**About this task**
Repeat the data that follows, word for word, without the images.

____ Supplied records

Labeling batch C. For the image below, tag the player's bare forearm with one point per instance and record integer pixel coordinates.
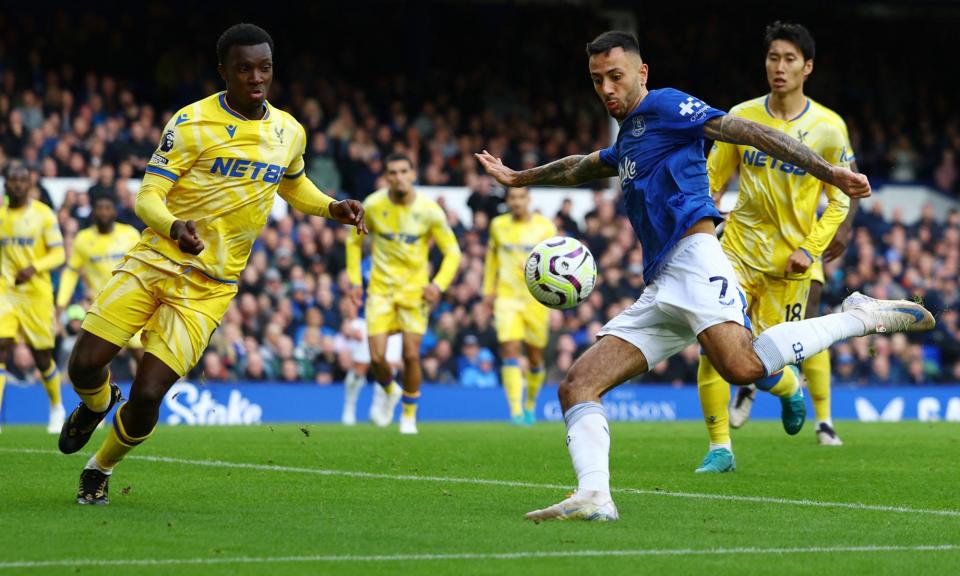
(737, 130)
(569, 171)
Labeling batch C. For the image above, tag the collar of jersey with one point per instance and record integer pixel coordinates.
(222, 98)
(766, 106)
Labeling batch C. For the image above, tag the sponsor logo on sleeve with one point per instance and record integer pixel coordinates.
(166, 143)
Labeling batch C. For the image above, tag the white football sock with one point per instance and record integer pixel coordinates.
(588, 440)
(792, 342)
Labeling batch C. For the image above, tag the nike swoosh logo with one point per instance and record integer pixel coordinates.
(918, 315)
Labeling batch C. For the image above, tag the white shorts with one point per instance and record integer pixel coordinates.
(696, 289)
(360, 354)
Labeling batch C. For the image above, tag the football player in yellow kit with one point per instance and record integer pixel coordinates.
(96, 251)
(773, 237)
(206, 195)
(519, 318)
(30, 247)
(402, 223)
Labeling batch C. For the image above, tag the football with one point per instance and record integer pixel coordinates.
(560, 272)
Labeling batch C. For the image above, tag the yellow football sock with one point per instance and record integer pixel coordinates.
(714, 399)
(51, 383)
(513, 385)
(3, 381)
(410, 401)
(96, 399)
(117, 444)
(535, 379)
(786, 383)
(817, 371)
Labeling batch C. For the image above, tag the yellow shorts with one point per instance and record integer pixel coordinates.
(28, 316)
(771, 300)
(517, 320)
(816, 271)
(177, 312)
(387, 314)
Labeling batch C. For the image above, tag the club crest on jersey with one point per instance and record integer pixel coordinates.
(692, 107)
(166, 143)
(627, 170)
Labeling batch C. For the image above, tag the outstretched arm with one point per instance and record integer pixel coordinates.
(730, 128)
(569, 171)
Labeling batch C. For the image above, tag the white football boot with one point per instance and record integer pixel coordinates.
(55, 423)
(887, 316)
(588, 505)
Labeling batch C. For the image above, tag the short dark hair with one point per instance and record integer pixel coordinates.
(613, 39)
(396, 157)
(243, 34)
(796, 34)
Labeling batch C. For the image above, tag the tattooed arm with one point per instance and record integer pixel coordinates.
(737, 130)
(568, 171)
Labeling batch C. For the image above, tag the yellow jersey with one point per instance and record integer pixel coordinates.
(400, 244)
(507, 249)
(776, 211)
(29, 236)
(225, 171)
(95, 255)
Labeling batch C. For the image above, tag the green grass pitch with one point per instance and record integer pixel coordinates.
(333, 500)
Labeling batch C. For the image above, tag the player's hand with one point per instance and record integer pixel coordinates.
(184, 233)
(349, 212)
(25, 274)
(494, 167)
(798, 262)
(488, 301)
(850, 183)
(356, 295)
(431, 293)
(838, 245)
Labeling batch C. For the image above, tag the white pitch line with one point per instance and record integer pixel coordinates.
(472, 556)
(516, 484)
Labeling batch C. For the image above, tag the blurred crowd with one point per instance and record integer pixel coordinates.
(289, 321)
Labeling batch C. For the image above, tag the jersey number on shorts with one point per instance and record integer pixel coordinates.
(723, 289)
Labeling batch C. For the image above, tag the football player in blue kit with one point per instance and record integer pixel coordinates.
(692, 293)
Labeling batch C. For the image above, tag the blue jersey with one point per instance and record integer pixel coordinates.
(663, 172)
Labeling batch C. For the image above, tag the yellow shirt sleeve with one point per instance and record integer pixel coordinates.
(447, 243)
(304, 195)
(837, 153)
(177, 152)
(723, 160)
(490, 265)
(151, 204)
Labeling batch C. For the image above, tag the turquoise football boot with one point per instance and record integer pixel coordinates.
(717, 461)
(793, 410)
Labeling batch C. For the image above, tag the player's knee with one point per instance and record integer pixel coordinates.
(740, 373)
(411, 357)
(80, 366)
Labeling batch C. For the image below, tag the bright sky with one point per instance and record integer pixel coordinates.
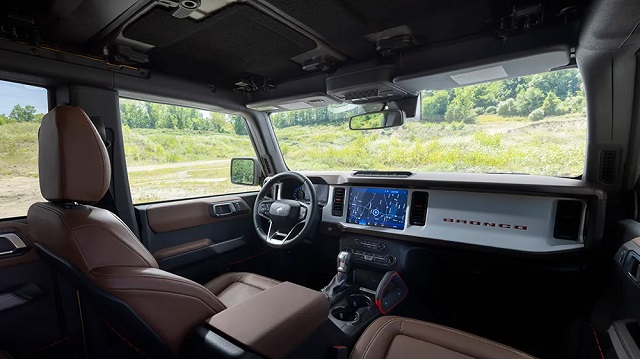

________

**Answer space**
Labeling batch C. For the image below, tag the player's bare forearm with one point per instance and record integer pixel coordinates.
(737, 130)
(569, 171)
Labeling batch C. For the image above, tag the collar of jersey with one point per instance and record integer pixel coordinates.
(222, 98)
(766, 106)
Labeling batch C. For the image above, tag the sponsor logo on sleeve with one point per instance and record integer pixel coordinates.
(166, 143)
Labeling batch C. For the image above, tag the white football sock with one point per instance and record integer pixel coordinates.
(588, 440)
(792, 342)
Labeling batch C. For the image above, tag the nike swoosh logo with one point per instance and record integer pixel coordinates.
(918, 315)
Labeling batch C. For the image above, tag the white shorts with one point per instance and record integer pixel coordinates.
(696, 289)
(360, 354)
Labeling batch C. For the image above, tag the football player in yellow kit with one point per instance and record integer pixel coordinates.
(96, 251)
(773, 237)
(206, 195)
(519, 318)
(30, 247)
(402, 223)
Labeling batch C. For the image above, tag the football with one point per instance and record integer pixel coordinates.
(560, 272)
Labeling batch C. For the image above, tag the yellow football sock with one point per instance and record integer pixel coordinates.
(714, 399)
(51, 383)
(513, 385)
(3, 381)
(410, 401)
(96, 399)
(117, 444)
(535, 379)
(786, 383)
(817, 371)
Labeling batch C. For the image above, tag the yellow shorts with one point per instance and record integer pixel coordinates.
(28, 316)
(771, 300)
(517, 320)
(816, 271)
(177, 312)
(387, 314)
Labeling batch C. For the image above, tag the club crest on jersey with one point per instance and record integer pixel coordinates.
(692, 107)
(166, 143)
(627, 170)
Labeling batch C. For the image above, tag the outstretched arm with one point per instance and record integer pixel coordinates.
(730, 128)
(569, 171)
Labeling batch C. For the image above, tag the white football boot with one point per instance and record integer pixel coordinates.
(55, 423)
(887, 316)
(588, 505)
Labeling batch C. For the image above, tag the short dark hair with one point per instance and record integer pixel coordinates.
(613, 39)
(396, 157)
(243, 34)
(796, 34)
Labeling batch C. For the image above, tag the tattooed arm with one point per instance and record integer pixel coordinates.
(737, 130)
(568, 171)
Labeling batch C. For the image above, tag the yellow jersey with one point per instance and record integer pixel coordinates.
(400, 244)
(507, 249)
(776, 211)
(29, 236)
(225, 171)
(95, 255)
Labeling batch C. For the image above, tag the green grass pitch with one point per instance and record integer pixel coordinates.
(333, 500)
Labeling batch C. For the image above, tag the player's hand with one point per instance and record integer pixel coordinates.
(184, 233)
(349, 212)
(25, 274)
(494, 167)
(798, 262)
(488, 301)
(850, 183)
(356, 295)
(431, 293)
(838, 245)
Labeling batch C. For the image above, tag the white pitch line with one point per instance and record integer pixel coordinates.
(472, 556)
(516, 484)
Labeling batch C. For the image above, tag the blurred crowd with one point per instance and record integer pixel coordinates.
(289, 321)
Labeling batch C. For the image above, tag the jersey number on shorts with one point per instance and record integer pixel coordinates.
(723, 289)
Labeling batch C. For the image above, tag the football player in blue kit with one point per instance and record integer pixel coordinates.
(692, 293)
Labeling batch C. For the image above, tag the blue jersey with one point per instance and record integer pixel coordinates.
(663, 172)
Labeling batch C. For the image above, tag the yellow shirt sleeve with one point per instance and record integer pixel coordinates.
(447, 243)
(304, 195)
(837, 153)
(177, 152)
(723, 160)
(490, 265)
(151, 204)
Labeling batch C. For the image above, tag the turquoise football boot with one point per instance and record integer pixel coordinates.
(717, 461)
(793, 410)
Labeling batch C. For the image above, tag the player's knee with one point per instance and record integer pixel coordinates.
(740, 373)
(411, 357)
(80, 366)
Labeling batch C. For the image below, tag the bright sky with one point per instance and record integer pixel coordinates.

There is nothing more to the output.